■ **Material shown**
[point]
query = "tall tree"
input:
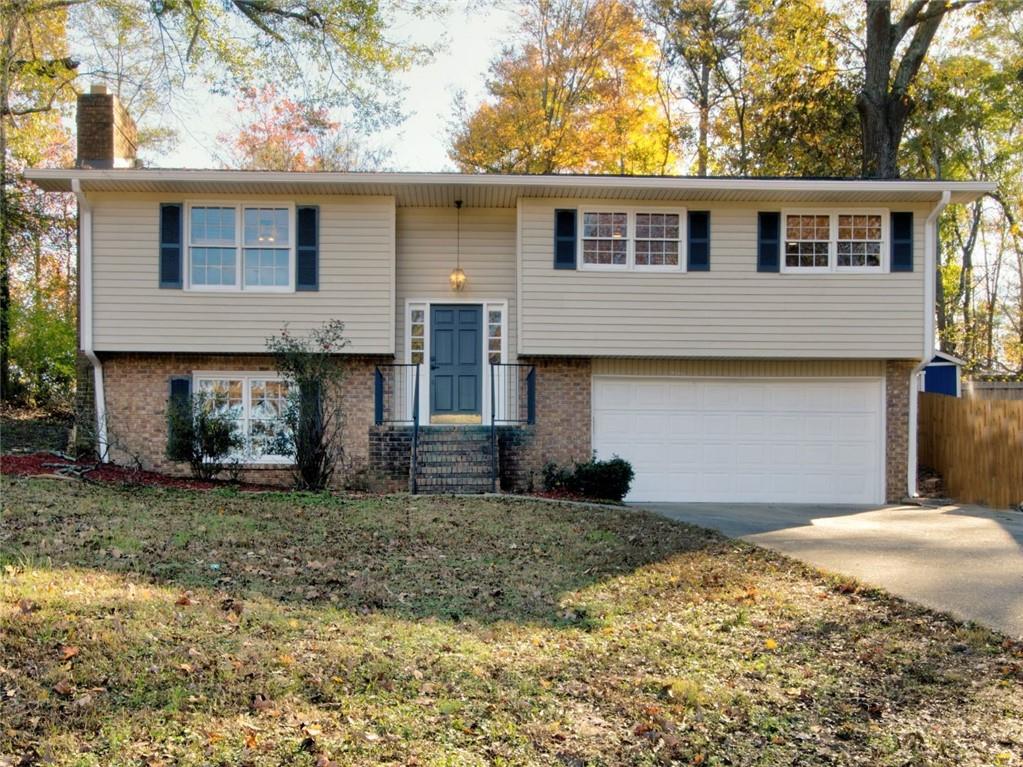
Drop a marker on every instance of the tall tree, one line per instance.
(338, 51)
(885, 100)
(577, 92)
(702, 39)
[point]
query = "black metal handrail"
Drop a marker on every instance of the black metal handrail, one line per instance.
(513, 401)
(396, 400)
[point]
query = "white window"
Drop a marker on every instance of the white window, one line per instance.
(839, 241)
(213, 246)
(657, 238)
(633, 239)
(416, 334)
(807, 241)
(258, 404)
(605, 238)
(858, 240)
(239, 247)
(495, 337)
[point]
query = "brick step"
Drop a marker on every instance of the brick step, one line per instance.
(448, 456)
(454, 447)
(454, 470)
(459, 487)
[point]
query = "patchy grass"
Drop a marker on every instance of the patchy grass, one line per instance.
(166, 627)
(28, 431)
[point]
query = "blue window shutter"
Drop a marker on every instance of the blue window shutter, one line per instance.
(565, 238)
(698, 253)
(768, 241)
(178, 434)
(171, 244)
(307, 249)
(901, 242)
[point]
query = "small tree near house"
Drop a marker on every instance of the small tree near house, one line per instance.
(201, 434)
(315, 415)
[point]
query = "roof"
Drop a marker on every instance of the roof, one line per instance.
(484, 190)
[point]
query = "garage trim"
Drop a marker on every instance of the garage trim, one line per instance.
(882, 452)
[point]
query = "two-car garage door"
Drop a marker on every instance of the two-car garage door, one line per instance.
(745, 440)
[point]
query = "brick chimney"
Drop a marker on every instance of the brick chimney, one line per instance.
(106, 134)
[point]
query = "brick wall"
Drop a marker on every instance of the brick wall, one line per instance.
(137, 387)
(390, 455)
(562, 433)
(897, 427)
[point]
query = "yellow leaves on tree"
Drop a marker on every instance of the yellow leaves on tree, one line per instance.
(579, 93)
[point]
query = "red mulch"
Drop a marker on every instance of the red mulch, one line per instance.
(564, 495)
(48, 463)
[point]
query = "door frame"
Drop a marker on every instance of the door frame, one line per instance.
(427, 304)
(882, 447)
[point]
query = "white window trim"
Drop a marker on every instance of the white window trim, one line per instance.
(426, 304)
(246, 376)
(630, 239)
(833, 267)
(239, 246)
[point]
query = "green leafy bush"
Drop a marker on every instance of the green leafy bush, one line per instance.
(607, 480)
(201, 435)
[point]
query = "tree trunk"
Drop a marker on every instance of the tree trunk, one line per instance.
(884, 102)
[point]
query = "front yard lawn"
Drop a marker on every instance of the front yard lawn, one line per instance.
(167, 627)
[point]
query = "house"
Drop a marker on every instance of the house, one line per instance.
(943, 375)
(736, 339)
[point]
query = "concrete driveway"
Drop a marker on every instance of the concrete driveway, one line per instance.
(966, 560)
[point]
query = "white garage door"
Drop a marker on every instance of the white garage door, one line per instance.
(748, 440)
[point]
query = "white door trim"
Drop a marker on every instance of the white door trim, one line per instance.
(881, 489)
(427, 304)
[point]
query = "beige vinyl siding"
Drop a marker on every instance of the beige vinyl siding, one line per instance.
(427, 242)
(132, 313)
(730, 311)
(722, 368)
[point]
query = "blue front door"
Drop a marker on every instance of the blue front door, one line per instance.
(455, 362)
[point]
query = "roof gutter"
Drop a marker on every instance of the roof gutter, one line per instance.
(85, 315)
(930, 275)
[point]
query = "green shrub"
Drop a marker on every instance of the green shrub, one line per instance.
(607, 480)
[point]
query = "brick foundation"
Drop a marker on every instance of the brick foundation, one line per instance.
(137, 387)
(897, 427)
(562, 433)
(390, 453)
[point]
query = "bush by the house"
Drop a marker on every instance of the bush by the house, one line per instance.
(199, 435)
(608, 480)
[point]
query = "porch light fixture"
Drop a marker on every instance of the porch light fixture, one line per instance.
(457, 276)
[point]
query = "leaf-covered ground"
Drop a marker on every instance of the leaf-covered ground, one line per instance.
(165, 627)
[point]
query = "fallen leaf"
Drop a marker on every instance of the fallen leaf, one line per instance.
(27, 605)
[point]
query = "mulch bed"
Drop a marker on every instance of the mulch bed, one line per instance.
(54, 464)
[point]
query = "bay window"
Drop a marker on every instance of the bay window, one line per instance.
(257, 404)
(240, 247)
(835, 241)
(640, 239)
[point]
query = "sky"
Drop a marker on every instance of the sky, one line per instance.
(419, 142)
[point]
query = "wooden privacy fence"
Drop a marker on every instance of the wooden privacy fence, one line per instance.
(976, 446)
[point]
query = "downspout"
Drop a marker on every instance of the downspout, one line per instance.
(930, 274)
(85, 314)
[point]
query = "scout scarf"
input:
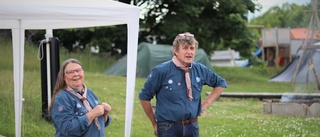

■ **Assignment**
Every line from the one holding "Drop a marker on every instance of the mulch" through the end of the records above must be reproduced verbatim, pictures excepted.

■ **Finished task**
Drop a marker on every instance of the mulch bed, one line per instance.
(54, 464)
[point]
query = "bay window"
Drop a marker on every instance of the bay window, one line per instance.
(257, 404)
(240, 247)
(835, 241)
(640, 239)
[point]
query = "sky"
Drop a marker on every instance of the sky, one line per instance.
(419, 142)
[point]
query = "wooden privacy fence"
Drop a marker on every instance of the wooden privacy fence, one line per instance.
(976, 446)
[point]
query = "downspout"
Drop a marker on every instance of the downspout, one line per instance.
(930, 274)
(85, 314)
[point]
query = "scout scarf"
input:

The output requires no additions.